## DOCUMENT EXTRACT

A. Permissible Scope Of Reply Arguments; Legitimate Amplification Replies should be narrowly focused on the legal or logical arguments presented in the

[answers] on a request for hearing/petition to intervene. South Carolina Elec. and Gas Co.

(Virgil C. Summer Nuclear Station, Units 2 and 3), CLI 10-01, 71 NRC 1, 7 (Jan. 27, 2010)

(quoting Final Rule, Changes to Adjudicatory Process, 69 Fed. Reg. 2182, 2203 (Jan. 14, 2004)). But a reply may provide legitimate amplification to a proffered contention. PPL Susquehanna, LLC (Susquehanna Steam Electric Station, Units 1 & 2), LBP-07-4, 65 NRC 281, 299-302 (2007).

A party may not use the device of a motion to strike to categorically prohibit all new arguments. [P]rinciples of fairness mandate that a petitioner restrict its reply brief to addressing issues raised by the Applicants or the NRC Staffs Answers; however, such a limitation:

. . . [F]alls well short of prohibiting a petitioner from raising all new arguments.

As long as new statements are within the scope of the initial contention and directly flow from and are focused on the issues and arguments raised in the Answers, fairness is achieved through the consideration of these newly expressed arguments.

## PROMPT 1
In the excerpt on reply arguments, what may a reply legitimately provide to a proffered contention?
The excerpt on reply arguments and the listing have no connection to each other.

## PROVIDED INFORMATION
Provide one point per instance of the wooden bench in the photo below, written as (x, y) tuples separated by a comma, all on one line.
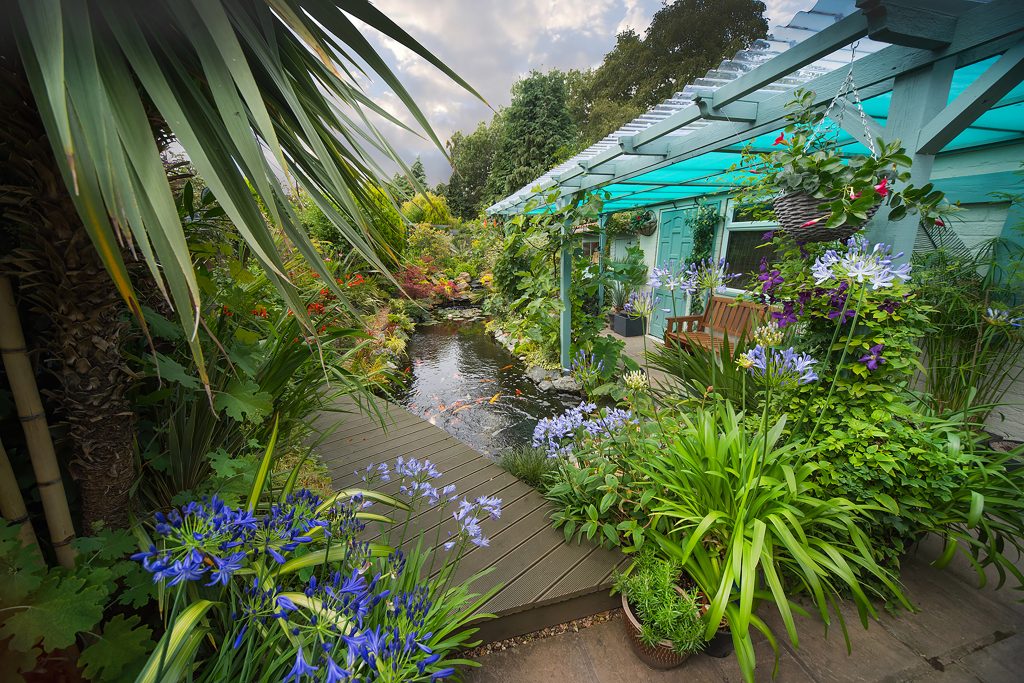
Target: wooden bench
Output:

==

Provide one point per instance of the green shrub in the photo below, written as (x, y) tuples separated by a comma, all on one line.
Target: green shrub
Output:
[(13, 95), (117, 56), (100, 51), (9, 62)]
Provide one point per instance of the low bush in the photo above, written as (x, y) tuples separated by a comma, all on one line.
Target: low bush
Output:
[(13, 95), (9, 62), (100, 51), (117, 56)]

## PROMPT 2
In the listing, convert the lines from the one containing "Provide one point per instance of the low" up to and including the one containing "[(13, 95), (9, 62), (100, 51), (117, 56)]" into a JSON list of strings, one string per line, with blank lines left out.

## TASK ANSWER 1
Legitimate amplification.

## TASK ANSWER 2
[
  "Provide one point per instance of the low bush in the photo above, written as (x, y) tuples separated by a comma, all on one line.",
  "Target: low bush",
  "Output:",
  "[(13, 95), (9, 62), (100, 51), (117, 56)]"
]